* PROBLEM DETAILS *
Extract every line in the lines below that contains the word "much", matching case.
====
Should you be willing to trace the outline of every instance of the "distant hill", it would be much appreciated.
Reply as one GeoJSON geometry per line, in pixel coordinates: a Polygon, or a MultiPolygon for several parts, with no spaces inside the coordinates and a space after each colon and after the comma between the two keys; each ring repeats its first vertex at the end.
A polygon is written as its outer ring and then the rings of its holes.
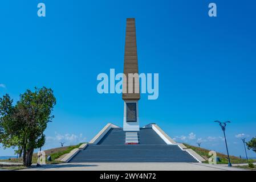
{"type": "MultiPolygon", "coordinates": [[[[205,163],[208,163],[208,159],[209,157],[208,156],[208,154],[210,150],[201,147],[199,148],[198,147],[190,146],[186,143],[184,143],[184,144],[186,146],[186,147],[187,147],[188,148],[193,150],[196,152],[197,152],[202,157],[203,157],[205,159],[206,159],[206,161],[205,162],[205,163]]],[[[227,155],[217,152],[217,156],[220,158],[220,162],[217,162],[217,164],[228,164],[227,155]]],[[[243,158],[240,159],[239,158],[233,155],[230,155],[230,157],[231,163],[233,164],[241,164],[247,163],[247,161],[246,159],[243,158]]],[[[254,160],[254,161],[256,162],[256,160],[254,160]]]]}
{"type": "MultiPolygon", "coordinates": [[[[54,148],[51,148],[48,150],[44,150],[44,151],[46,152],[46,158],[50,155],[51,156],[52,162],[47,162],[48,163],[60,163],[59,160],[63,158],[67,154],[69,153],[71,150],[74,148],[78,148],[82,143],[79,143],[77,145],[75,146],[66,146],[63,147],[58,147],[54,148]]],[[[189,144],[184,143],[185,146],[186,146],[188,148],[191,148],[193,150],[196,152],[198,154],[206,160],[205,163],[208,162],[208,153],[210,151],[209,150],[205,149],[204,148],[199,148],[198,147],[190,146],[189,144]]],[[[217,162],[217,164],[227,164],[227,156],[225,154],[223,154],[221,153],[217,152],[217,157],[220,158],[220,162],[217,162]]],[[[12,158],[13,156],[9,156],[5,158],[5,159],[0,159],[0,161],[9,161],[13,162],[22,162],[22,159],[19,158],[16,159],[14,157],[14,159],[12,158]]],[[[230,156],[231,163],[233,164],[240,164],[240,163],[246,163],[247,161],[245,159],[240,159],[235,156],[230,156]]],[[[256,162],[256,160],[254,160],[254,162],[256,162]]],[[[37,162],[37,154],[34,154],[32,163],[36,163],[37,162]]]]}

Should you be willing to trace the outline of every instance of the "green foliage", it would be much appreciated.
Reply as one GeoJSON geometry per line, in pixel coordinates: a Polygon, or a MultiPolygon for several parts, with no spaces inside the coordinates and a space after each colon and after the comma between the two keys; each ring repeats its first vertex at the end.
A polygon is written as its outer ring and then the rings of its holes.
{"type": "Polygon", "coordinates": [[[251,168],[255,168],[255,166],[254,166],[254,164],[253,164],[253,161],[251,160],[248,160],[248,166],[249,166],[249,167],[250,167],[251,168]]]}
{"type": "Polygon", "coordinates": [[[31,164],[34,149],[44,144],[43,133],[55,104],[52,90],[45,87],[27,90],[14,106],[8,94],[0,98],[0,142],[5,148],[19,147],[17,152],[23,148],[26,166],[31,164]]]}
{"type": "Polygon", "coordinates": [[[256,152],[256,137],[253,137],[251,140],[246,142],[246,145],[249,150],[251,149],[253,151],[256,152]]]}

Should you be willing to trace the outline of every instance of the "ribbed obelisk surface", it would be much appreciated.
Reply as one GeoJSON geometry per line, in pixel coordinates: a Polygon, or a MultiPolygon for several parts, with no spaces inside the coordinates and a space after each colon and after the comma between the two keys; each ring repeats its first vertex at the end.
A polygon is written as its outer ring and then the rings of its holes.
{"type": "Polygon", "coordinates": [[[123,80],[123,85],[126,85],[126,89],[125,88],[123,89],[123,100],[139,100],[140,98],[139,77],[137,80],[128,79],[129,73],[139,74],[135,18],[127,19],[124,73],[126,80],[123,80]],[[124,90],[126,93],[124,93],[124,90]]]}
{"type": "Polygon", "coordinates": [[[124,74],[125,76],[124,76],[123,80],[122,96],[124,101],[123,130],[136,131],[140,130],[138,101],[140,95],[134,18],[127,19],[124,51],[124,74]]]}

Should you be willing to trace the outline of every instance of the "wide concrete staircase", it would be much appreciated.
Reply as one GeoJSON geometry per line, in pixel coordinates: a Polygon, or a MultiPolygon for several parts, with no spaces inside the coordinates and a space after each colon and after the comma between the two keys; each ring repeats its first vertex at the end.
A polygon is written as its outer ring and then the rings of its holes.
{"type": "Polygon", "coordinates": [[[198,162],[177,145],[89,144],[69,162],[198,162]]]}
====
* WRITTEN ANSWER *
Should you be willing to trace the outline of every instance of the "distant hill", it would be much appreciated.
Should you be willing to trace the outline of every instance of the "green foliage", it would be much appreciated.
Should you be willing to trace the outline of every instance of the "ribbed obelisk surface", it would be much appreciated.
Should you be willing to trace the outline of every instance of the "wide concrete staircase", it would be much appreciated.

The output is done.